DOKUMENTABSCHNITT >>
━━━━━━━━━━━━━━━━

Noch sind wir in der Minderheit, aber mit erscheinen von Windows-Vista und der angedrohten Auslöschung von Windows-Xp und Windows2000 werden bald jede menge IHRER kunden zu Linux wechseln,  zumal mit dem neuestem Gerichtsbeschluss gegen Microsoft zumindest in Europa der Wettbewerb sehr stark in Richung stabilerer Unix/Linux Systeme gehen wird.

Für mich hat sich Ebay als Verkäfuer damit erstmal erledigt.

Evtl sollten Sie auf Ihren Seiten OFFENSICHTLICH darstellen, daß Linux-User nur anteilweise den vollen Service von ebay nutzen können - für das selbe Geld.

In Diesem Sinne und mit freundlichen Grüßen,

N.Krüger

eBay Deutschland Customer Support schrieb:

> Hallo Herr Krueger,

>

> bedingt durch eine unerwartet hohe Anzahl von Mitgliederanfragen konnten

> wir unsere Antwortzeiten nicht wie gewohnt einhalten.

>

> Da wir Ihren Anfragen und Hinweisen in jedem Fall gruendlich nachgehen, 

> hoffen wir auf Ihr Verstaendnis und bitten Sie fuer die Verzoegerung um 

> Entschuldigung.

>

> Nun aber zu Ihrem eigentlichen Anliegen, dass Sie mit Ihrem 

> Betriebssystem Linux keine Bilder hochladen koennen:

>

> Leider muessen wir Ihnen mitteilen, dass Linux unseren Bilderservice 

> nicht unterstuetzt. Wenn Sie dieses Betriebssystem verwenden, steht 

> Ihnen weder der erweiterte noch der Basisbilderservice zur Verfuegung.

━━━━━━━━━━━━━━━━

DATENSATZAUSZUG >>
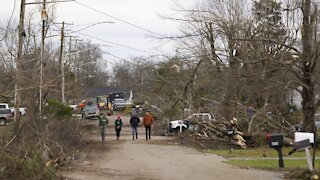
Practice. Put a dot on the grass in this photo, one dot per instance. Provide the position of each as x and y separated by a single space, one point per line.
259 152
257 158
272 164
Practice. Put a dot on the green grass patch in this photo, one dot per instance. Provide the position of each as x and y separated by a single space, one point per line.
272 164
257 158
259 152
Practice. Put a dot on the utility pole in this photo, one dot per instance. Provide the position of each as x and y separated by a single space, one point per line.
18 64
76 61
43 36
62 64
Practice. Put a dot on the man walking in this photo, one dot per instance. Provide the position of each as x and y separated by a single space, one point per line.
134 121
117 125
147 123
103 122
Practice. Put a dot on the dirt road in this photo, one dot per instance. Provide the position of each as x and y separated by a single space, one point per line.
128 159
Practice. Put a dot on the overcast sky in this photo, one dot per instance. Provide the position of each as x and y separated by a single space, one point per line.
126 14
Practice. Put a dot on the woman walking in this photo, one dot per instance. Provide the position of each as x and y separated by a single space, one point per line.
117 125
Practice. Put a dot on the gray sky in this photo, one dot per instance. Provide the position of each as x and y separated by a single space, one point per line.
126 15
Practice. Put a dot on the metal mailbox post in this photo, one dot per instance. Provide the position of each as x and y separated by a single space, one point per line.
276 141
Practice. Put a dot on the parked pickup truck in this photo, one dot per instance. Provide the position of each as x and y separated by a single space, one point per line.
5 116
119 104
22 110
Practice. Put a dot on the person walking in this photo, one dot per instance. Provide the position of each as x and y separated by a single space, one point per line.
147 123
134 121
103 123
117 125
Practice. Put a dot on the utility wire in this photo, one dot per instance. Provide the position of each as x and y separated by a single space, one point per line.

━━━━━━━━━━━━━━━━

ZU BEFOLGENDE ANWEISUNG >> Geben Sie den Dokumentabschnitt vollständig und wortgetreu aus. Die Einträge haben mit dem Dokumentabschnitt nichts zu tun.

DIE ANTWORT >>
Noch sind wir in der Minderheit, aber mit erscheinen von Windows-Vista und der angedrohten Auslöschung von Windows-Xp und Windows2000 werden bald jede menge IHRER kunden zu Linux wechseln,  zumal mit dem neuestem Gerichtsbeschluss gegen Microsoft zumindest in Europa der Wettbewerb sehr stark in Richung stabilerer Unix/Linux Systeme gehen wird.

Für mich hat sich Ebay als Verkäfuer damit erstmal erledigt.

Evtl sollten Sie auf Ihren Seiten OFFENSICHTLICH darstellen, daß Linux-User nur anteilweise den vollen Service von ebay nutzen können - für das selbe Geld.

In Diesem Sinne und mit freundlichen Grüßen,

N.Krüger

eBay Deutschland Customer Support schrieb:

> Hallo Herr Krueger,

>

> bedingt durch eine unerwartet hohe Anzahl von Mitgliederanfragen konnten

> wir unsere Antwortzeiten nicht wie gewohnt einhalten.

>

> Da wir Ihren Anfragen und Hinweisen in jedem Fall gruendlich nachgehen, 

> hoffen wir auf Ihr Verstaendnis und bitten Sie fuer die Verzoegerung um 

> Entschuldigung.

>

> Nun aber zu Ihrem eigentlichen Anliegen, dass Sie mit Ihrem 

> Betriebssystem Linux keine Bilder hochladen koennen:

>

> Leider muessen wir Ihnen mitteilen, dass Linux unseren Bilderservice 

> nicht unterstuetzt. Wenn Sie dieses Betriebssystem verwenden, steht 

> Ihnen weder der erweiterte noch der Basisbilderservice zur Verfuegung.